### WHAT THE TASK ASKS
Search the entries below for "plant" and copy each matching line.

### GIVEN RECORDS
..........

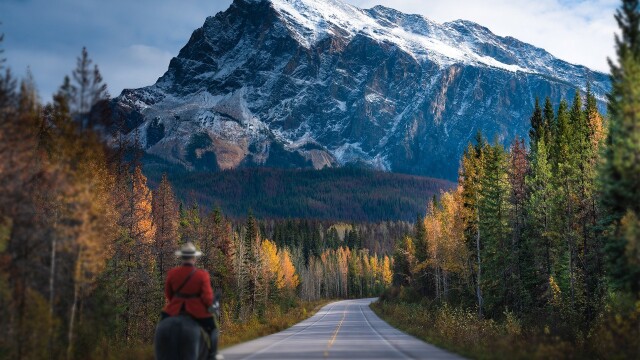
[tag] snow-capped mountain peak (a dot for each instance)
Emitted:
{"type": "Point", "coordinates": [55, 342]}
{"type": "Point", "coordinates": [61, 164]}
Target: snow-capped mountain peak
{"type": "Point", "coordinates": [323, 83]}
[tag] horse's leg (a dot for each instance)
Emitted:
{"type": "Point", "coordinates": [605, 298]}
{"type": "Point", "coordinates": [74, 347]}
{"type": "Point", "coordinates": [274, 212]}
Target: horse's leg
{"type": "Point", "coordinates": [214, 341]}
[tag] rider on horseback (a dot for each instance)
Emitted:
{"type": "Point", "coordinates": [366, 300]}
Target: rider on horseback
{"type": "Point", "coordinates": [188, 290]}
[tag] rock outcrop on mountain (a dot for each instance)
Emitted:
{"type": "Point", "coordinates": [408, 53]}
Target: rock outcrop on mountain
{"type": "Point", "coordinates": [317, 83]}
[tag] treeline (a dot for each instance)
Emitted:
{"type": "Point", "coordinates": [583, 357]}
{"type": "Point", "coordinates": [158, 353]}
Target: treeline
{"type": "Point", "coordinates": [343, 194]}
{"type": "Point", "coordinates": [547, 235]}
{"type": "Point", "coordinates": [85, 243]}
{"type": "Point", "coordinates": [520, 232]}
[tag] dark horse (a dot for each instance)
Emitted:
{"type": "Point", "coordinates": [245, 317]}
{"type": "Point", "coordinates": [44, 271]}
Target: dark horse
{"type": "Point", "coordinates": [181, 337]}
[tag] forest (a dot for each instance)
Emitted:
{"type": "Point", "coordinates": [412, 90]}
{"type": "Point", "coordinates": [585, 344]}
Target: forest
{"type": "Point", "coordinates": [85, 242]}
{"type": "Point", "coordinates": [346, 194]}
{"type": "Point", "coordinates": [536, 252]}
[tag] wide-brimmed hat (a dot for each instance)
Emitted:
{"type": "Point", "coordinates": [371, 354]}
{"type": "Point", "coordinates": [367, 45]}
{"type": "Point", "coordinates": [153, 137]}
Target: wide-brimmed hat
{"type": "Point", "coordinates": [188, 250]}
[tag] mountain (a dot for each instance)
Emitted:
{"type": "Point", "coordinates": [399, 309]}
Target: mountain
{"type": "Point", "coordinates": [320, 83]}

..........

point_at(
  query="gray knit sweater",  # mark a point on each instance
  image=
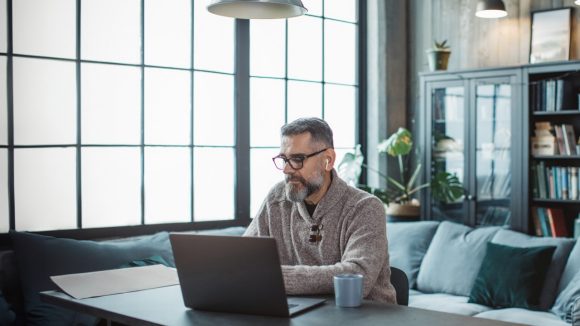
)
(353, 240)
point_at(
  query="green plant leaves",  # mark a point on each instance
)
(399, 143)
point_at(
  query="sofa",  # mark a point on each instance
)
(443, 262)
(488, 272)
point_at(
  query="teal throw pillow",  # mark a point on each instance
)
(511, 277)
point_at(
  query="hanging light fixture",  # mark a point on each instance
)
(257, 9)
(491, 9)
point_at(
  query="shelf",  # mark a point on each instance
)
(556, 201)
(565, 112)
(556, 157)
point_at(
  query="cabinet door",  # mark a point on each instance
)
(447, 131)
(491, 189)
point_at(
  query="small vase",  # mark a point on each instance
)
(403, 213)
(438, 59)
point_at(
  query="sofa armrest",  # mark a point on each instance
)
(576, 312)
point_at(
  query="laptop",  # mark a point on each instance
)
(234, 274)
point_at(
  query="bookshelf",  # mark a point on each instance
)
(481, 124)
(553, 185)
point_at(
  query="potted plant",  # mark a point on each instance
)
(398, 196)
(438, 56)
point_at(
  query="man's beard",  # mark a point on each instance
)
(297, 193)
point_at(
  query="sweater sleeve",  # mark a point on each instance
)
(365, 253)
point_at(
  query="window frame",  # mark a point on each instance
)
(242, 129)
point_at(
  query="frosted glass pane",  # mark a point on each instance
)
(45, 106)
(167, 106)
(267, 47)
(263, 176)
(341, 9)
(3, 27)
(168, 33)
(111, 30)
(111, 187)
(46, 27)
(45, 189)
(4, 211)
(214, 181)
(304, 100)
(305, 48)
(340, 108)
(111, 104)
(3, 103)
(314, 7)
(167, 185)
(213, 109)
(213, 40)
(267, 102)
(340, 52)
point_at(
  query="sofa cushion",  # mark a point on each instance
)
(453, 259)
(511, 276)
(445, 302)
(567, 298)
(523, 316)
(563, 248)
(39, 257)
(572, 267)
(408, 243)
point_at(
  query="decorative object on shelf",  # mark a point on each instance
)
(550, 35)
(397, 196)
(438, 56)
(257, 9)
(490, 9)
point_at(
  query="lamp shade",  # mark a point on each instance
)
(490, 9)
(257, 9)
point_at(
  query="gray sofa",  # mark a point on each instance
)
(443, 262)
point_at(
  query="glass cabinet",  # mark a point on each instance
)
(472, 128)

..........

### RESULT OF THIS TASK
  query="green plant leaves",  # mark a point on each instance
  query="potted plant",  # mark a point on each instance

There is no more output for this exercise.